* _About this exercise_:
The records appear below. Set down exactly each line from the one that contains "Put a point on the thin" through the last, both included.

* _Saved entries_:
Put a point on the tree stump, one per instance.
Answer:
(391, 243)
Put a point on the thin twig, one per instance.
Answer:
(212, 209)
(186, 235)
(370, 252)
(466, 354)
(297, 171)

* _Exercise result_:
Put a point on the thin twig, one per instance.
Answer:
(212, 209)
(186, 235)
(370, 252)
(466, 354)
(297, 171)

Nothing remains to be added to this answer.